Referring expression data:
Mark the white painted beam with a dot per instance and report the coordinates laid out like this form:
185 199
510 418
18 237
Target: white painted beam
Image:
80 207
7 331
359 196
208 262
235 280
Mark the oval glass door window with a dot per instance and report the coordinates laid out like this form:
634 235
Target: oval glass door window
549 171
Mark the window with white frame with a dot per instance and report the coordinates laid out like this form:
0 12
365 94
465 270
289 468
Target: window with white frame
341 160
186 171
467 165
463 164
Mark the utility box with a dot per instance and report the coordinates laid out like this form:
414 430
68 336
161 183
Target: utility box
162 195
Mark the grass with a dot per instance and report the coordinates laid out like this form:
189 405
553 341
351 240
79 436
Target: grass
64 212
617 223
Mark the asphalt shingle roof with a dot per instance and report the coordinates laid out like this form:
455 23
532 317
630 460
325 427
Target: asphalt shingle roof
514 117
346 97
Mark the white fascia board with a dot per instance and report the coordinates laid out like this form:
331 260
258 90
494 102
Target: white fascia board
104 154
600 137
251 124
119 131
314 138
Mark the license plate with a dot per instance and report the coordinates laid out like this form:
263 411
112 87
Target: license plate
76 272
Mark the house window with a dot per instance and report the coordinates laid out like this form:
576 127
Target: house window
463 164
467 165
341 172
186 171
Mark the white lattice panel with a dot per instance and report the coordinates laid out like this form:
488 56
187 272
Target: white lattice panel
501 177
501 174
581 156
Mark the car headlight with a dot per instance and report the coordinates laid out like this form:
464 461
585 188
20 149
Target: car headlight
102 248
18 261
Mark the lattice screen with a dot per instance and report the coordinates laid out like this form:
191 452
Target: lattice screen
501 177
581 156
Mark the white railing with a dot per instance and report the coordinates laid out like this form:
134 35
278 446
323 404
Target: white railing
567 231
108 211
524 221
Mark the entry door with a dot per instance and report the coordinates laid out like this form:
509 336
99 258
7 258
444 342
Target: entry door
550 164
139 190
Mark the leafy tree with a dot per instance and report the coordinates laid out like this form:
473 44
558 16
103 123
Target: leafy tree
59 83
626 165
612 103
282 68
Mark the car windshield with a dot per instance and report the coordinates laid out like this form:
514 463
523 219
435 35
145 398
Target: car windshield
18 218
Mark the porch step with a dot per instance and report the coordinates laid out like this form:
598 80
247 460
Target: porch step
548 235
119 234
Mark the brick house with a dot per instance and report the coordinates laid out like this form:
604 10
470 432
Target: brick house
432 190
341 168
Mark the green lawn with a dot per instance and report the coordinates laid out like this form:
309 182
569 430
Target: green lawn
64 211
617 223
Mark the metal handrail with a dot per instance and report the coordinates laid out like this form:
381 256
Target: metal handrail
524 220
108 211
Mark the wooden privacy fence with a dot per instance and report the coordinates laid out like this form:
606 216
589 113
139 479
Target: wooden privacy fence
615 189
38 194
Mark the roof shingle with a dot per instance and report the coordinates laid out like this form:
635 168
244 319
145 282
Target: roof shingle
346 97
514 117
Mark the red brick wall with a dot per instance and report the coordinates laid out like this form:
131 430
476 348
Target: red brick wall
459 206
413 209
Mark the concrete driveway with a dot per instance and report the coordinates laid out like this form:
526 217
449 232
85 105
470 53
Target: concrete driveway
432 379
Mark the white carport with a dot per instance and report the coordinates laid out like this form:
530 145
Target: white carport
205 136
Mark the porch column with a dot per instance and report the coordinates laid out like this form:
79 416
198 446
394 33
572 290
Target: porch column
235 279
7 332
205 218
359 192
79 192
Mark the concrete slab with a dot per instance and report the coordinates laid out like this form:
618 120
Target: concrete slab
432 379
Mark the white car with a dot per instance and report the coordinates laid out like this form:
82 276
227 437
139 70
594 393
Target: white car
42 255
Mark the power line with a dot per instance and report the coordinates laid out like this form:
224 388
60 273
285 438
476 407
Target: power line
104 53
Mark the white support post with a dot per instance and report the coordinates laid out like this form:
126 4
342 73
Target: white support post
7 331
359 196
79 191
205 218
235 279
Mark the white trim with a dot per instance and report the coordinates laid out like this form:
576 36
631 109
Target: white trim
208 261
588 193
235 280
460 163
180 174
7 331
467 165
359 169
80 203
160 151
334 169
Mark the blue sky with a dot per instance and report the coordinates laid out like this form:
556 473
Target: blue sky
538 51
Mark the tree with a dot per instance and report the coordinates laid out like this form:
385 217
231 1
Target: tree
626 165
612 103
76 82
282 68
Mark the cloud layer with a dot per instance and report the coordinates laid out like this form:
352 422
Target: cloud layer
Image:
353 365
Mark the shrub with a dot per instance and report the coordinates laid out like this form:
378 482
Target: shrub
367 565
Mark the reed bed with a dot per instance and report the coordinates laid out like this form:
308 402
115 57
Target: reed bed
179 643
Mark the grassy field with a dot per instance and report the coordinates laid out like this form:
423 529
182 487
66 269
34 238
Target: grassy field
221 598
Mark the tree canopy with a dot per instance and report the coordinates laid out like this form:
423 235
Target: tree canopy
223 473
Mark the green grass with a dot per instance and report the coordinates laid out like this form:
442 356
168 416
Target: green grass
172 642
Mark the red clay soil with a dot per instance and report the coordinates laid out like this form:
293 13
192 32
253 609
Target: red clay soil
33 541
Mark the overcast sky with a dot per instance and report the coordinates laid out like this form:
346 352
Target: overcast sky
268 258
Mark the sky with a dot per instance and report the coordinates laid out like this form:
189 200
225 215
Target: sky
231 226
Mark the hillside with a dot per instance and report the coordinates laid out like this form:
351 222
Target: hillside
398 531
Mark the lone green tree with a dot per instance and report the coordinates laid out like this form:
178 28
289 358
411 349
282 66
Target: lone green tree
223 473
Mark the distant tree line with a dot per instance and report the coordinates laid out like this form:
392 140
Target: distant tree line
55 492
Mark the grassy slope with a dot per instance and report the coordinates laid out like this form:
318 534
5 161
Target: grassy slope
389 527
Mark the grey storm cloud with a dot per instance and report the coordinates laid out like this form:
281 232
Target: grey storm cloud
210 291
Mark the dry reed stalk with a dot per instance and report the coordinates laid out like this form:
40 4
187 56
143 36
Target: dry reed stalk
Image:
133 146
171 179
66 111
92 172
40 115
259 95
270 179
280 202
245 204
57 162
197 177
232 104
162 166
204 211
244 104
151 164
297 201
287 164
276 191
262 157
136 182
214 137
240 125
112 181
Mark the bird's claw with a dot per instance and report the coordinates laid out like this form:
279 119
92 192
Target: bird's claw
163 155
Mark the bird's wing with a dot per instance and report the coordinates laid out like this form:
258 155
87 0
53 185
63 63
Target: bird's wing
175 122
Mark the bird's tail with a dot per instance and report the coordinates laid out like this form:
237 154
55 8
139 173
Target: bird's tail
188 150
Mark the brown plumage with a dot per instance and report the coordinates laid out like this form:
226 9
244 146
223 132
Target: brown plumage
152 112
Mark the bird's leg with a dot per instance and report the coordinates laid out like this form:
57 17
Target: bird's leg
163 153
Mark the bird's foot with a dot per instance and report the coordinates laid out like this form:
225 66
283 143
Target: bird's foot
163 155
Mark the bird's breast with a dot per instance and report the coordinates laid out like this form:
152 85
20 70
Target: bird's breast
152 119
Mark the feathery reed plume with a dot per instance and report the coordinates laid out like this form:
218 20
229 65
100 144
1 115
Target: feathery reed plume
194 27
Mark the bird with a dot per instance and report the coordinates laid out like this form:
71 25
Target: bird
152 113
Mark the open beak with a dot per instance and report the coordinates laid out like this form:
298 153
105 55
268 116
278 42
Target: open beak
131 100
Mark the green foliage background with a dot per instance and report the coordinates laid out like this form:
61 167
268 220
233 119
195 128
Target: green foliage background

What is needed:
Each record should be given again exactly as it reads.

Problem solution:
Mark the white painted beam with a dot per instance and report the coordinates laid out like this form:
185 199
510 418
18 237
Target: white painted beam
Image:
80 207
7 331
359 196
208 262
235 280
Mark the oval glass door window with a dot per instance and report the coordinates laid out like this form:
634 235
Target: oval glass door window
549 171
Mark the window with white frame with a dot per instance and report the coordinates laid out like this form:
0 12
365 94
465 270
289 468
Target: window with white frame
341 160
186 171
467 165
463 164
Mark the utility box with a dot per instance and report the coordinates laid out like this form:
414 430
68 336
161 183
Target: utility box
162 195
Mark the grass with a dot per instance and report the coordinates laid out like this form:
189 405
553 341
351 240
79 436
Target: grass
64 212
617 223
Mark the asphalt shingle roof with a dot per instance and report the coordinates laid out like this form:
455 23
532 317
630 460
325 427
Target: asphalt shingle roof
514 117
346 97
Mark the white fascia board with a dot per instance and report the coordinates laid out like this form:
331 260
258 90
494 102
Target: white fascia board
104 154
600 137
251 124
119 131
314 138
Mark the license plate with a dot per instance and report the coordinates laid out like this form:
263 411
112 87
Target: license plate
76 272
Mark the house window with a dot per instance and report the coordinates laid out like this form:
576 127
Target: house window
463 164
467 165
341 172
186 171
Mark the white lattice panel with a dot per instance and report the coordinates laid out like this form:
488 56
187 272
Target: white lattice panel
501 177
501 174
581 156
Mark the car headlight with a dot per instance and report the coordinates laid out like this form:
464 461
585 188
20 149
Target: car headlight
102 248
18 261
Mark the lattice screen with a dot per instance and report the coordinates laid out like this form:
191 452
Target: lattice screen
501 177
581 156
Mark the white railing with a dot per instance and report the coordinates laid out like this form:
134 35
278 446
323 404
Target: white railing
567 231
108 211
524 221
Mark the entry door with a dot per instance and report the coordinates laid out like this form:
509 336
99 258
7 258
444 342
Target: entry door
550 164
139 190
Mark the leafy tree with a dot per instance and report the coordinates laid out like this form:
473 44
558 16
103 123
Target: leafy tree
59 83
626 165
612 103
282 68
Mark the car windshield with a dot per instance and report the coordinates laid out like this form:
514 463
523 219
435 35
145 398
Target: car windshield
18 218
Mark the porch step with a dot per instance and report the coordinates laid out like this form:
598 80
247 460
Target: porch step
548 235
119 234
Mark the brick house with a dot per instance and report the coordinates laid out like this form:
604 10
470 432
Target: brick house
432 190
341 168
Mark the green lawn with a dot per instance and report the coordinates laid out like this form:
309 182
569 430
Target: green lawn
64 211
617 223
Mark the metal handrail with a dot per instance and report the coordinates laid out like this form:
381 256
Target: metal handrail
524 220
108 211
Mark the wooden privacy fence with a dot per instance and report the coordinates laid out like this form:
606 216
589 113
139 479
Target: wooden privacy fence
615 189
38 194
Mark the roof shingle with a dot per instance and report the coordinates laid out like this form:
635 168
244 319
145 282
Target: roof shingle
346 97
514 117
Mark the red brick wall with a dot per instance and report the coordinates laid out like this form:
131 430
476 348
Target: red brick wall
459 206
413 209
Mark the concrete driveway with a dot per instance and report the coordinates laid out like this form:
526 217
449 232
85 105
470 53
Target: concrete driveway
432 379
Mark the white carport with a dot per instance and report the coordinates laid out like this form:
530 145
Target: white carport
205 136
Mark the porch column with a dot per instance and report the coordinates laid out like this form:
79 416
198 446
394 33
572 290
Target: porch column
235 279
7 332
205 218
359 192
79 192
Mark the concrete slab with a dot per instance and report the coordinates laid out like this form:
618 120
Target: concrete slab
432 379
Mark the white car with a dot per instance and report the coordinates laid out like this form:
82 276
227 437
139 70
594 393
Target: white car
42 255
Mark the power line with a dot per instance and report the coordinates laid out like this form:
224 388
60 273
285 438
476 407
Target: power line
104 53
Mark the white support post with a dot per instance and report the coordinates laid out like this form:
126 4
342 73
Target: white support post
7 331
359 196
79 191
205 218
235 279
Mark the white trim with a dot per instance and report the coordinates laid out like this form:
576 36
631 109
Target: white trim
208 261
588 193
235 280
460 163
180 174
7 331
467 165
359 169
80 203
160 151
334 169
Mark the blue sky with a dot per instance and report the coordinates laid out like this form:
556 473
Target: blue sky
538 51
Mark the tree with a dot per instance and report the coordinates laid out like this form:
385 217
231 1
Target: tree
626 165
612 103
76 82
282 68
Mark the cloud layer with a dot per instance and report the coordinates laid out like this form:
352 422
Target: cloud layer
Image:
353 365
Mark the shrub with a dot per instance and report the coordinates laid out like this form:
378 482
Target: shrub
367 565
Mark the reed bed with a dot per instance and report the coordinates laid out like this form:
308 402
115 57
Target: reed bed
179 643
Mark the grassy field with a dot per instance and report the coordinates laid out like this form:
423 529
182 487
66 269
34 238
Target: grassy field
221 598
Mark the tree canopy with a dot per instance and report the coordinates laid out like this form:
423 235
Target: tree canopy
223 473
Mark the green grass with a dot per instance and report the coordinates laid out like this form:
442 356
168 416
Target: green grass
172 642
Mark the red clay soil with a dot per instance and report the coordinates laid out like this form:
293 13
192 32
253 609
Target: red clay soil
33 541
Mark the overcast sky with a dot per instance and report the coordinates laid out like this form:
346 352
Target: overcast sky
268 258
Mark the sky with a dot per instance and report the coordinates laid out like this form:
189 200
225 215
Target: sky
231 226
Mark the hillside with a dot per instance and report the coordinates laid out like this form:
351 222
Target: hillside
398 531
Mark the lone green tree with a dot per instance and report the coordinates laid out like this form:
178 28
289 358
411 349
282 66
Target: lone green tree
223 473
Mark the distant tree line with a dot per instance and report the coordinates laid out like this form:
392 140
Target: distant tree line
55 492
Mark the grassy slope with a dot per instance and report the coordinates laid out like this form:
318 534
5 161
Target: grassy slope
389 527
Mark the grey storm cloud with a dot per instance and report the coordinates laid out like this form:
281 232
Target: grey storm cloud
210 291
Mark the dry reed stalk with a dot per instance and report the coordinates laid out like this form:
40 4
187 56
143 36
Target: dry reed stalk
Image:
133 146
171 179
66 111
92 172
40 115
259 95
270 179
280 202
245 204
57 162
197 177
232 104
162 166
204 211
244 104
151 164
297 201
287 164
276 191
262 157
136 182
214 137
240 125
112 181
Mark the bird's claw with a dot per instance and report the coordinates laid out like this form:
279 119
92 192
Target: bird's claw
163 155
Mark the bird's wing with a dot per instance and report the coordinates laid out like this form:
258 155
87 0
53 185
63 63
Target: bird's wing
175 122
Mark the bird's tail with a dot per instance and report the coordinates laid out like this form:
237 154
55 8
139 173
Target: bird's tail
188 150
Mark the brown plumage with a dot per instance and report the coordinates laid out like this form:
226 9
244 146
223 132
Target: brown plumage
152 112
Mark the bird's leg with a dot per instance and report the coordinates laid out like this form:
57 17
Target: bird's leg
163 153
Mark the bird's foot with a dot per instance and report the coordinates laid out like this form:
225 66
283 143
Target: bird's foot
163 155
Mark the bird's breast with a dot per instance and report the coordinates laid out like this form:
152 85
20 70
Target: bird's breast
152 119
Mark the feathery reed plume with a dot per instance and report the coordinates laid out like this form:
218 20
229 65
100 144
1 115
Target: feathery reed plume
194 27
Mark the bird with a dot per instance and report the coordinates laid out like this form:
71 25
Target: bird
152 113
Mark the open beak with a dot per instance and report the coordinates laid out like this form:
298 153
105 55
268 116
278 42
Target: open beak
131 100
Mark the green foliage background with a dot per instance and report the coordinates laid out like this form:
61 167
268 220
233 119
195 128
Target: green foliage background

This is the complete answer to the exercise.